- **Things to do**
A. Decide whether each statement below agrees with the Walden project description. For each, answer yes or no and quote the words of the description that settle it.
(i) Dr. Kirk Anne extracted the raw data from Walden with Python and R.
(ii) The Fall 2014 team is led by Michael Gole.
(iii) The group worked by an inductive process.
B. List every kind of data representation that, according to the Walden project description, Kirk's scripts produced.

- **Text for analysis**
------------------------

ENGL 340 Group Project: A Quantitative Analysis of Thoreau’s Walden

Fall 2014 Update: While the course project’s preliminary results appear below, the project has since evolved into a more sophisticated effort to co-author an update to Harding’s 1962 article using digital tools: a team of authors is using Harding’s claims to guide a distant reading of Thoreau’s novel using Harvard’s General Inquirer categories and is, in turn, employing distant reading to assess those claims.  Led by Gregory Palermo, this team includes ENGL 340 veterans Michael Gole and Jonathan Pepperman alongside English department students Rebecca Miller, Jenna Cecchini, and Thomas McCarthy, supported by Drs. Paul Schacht and Kirk Anne.

Our group (Christine O’Neill, Angie Carson, Dan FladMichael Gole, and Greg Palermo) used data analysis to explore and verify Walter Harding’s claims in his essay “Five Ways of Looking at Walden.” This was a deductive process in which we isolated particular arguments from Harding’s text and then asked Dr. Kirk Anne (from Geneseo CIT) to extract raw data from the text of Walden using the Python and R programming languages . We interpreted this data, which we complemented with the usual close reading of Walden, to see if it supported or disproved Harding’s arguments. While data analysis can be useful for a number of reasons, establishing credibility (ethos) is among the most relevant to the future of the humanities.

Our process looked a lot like what is described in Stephen Ramsay’s article “The Hermeneutics of Screwing Around” and the Culturomics approach. First, we determined what specific type of data would be most useful to answer the questions we had generated around Harding’s claims.  Kirk then coded and ran the scripts to produce representations of the relevant data, which included spreadsheets, histograms, line graphs, and dispersion plots of the linguistic features of Walden and its versions. We were fortunate that he was able to produce such an abundance of data that we had the luxury of browsing through, selecting whatever seemed useful to us (and often asking for more detail about a certain aspect).

------------------------

- **Supplied data**
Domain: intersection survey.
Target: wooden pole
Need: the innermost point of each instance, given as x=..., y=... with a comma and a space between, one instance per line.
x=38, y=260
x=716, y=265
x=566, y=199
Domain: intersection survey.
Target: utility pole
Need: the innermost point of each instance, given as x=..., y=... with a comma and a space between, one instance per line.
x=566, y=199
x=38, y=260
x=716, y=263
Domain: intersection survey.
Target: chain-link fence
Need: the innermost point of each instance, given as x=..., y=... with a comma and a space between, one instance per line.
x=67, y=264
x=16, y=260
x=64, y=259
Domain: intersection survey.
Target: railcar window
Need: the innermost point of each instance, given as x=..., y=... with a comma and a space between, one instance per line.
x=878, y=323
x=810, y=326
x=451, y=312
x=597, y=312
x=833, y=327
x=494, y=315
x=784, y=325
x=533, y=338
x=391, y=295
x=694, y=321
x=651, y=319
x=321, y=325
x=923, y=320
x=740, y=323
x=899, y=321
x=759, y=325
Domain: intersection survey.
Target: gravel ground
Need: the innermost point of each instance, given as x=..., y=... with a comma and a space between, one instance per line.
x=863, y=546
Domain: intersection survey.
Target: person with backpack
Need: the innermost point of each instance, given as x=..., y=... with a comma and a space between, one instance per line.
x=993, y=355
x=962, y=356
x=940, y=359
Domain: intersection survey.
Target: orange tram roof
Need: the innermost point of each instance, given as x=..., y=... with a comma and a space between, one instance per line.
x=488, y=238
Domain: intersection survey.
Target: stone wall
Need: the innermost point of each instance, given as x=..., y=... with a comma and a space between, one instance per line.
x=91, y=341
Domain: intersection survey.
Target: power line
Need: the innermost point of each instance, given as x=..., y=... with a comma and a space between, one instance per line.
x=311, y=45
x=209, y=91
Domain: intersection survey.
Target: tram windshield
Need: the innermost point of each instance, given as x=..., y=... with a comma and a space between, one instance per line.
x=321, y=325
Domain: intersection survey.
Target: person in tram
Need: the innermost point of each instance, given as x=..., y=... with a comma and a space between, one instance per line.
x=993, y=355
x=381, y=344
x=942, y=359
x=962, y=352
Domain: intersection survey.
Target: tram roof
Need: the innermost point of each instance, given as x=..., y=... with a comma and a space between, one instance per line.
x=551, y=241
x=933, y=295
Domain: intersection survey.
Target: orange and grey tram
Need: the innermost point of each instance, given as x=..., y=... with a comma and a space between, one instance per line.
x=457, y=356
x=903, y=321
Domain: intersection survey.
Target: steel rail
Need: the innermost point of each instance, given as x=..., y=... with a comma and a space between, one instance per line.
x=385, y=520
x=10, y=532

------------------------

- **Answer list**
A.
(i) Yes: "asked Dr. Kirk Anne (from Geneseo CIT) to extract raw data from the text of Walden using the Python and R programming languages"
(ii) No: "Led by Gregory Palermo"
(iii) No: "This was a deductive process"

B.
- spreadsheets
- histograms
- line graphs
- dispersion plots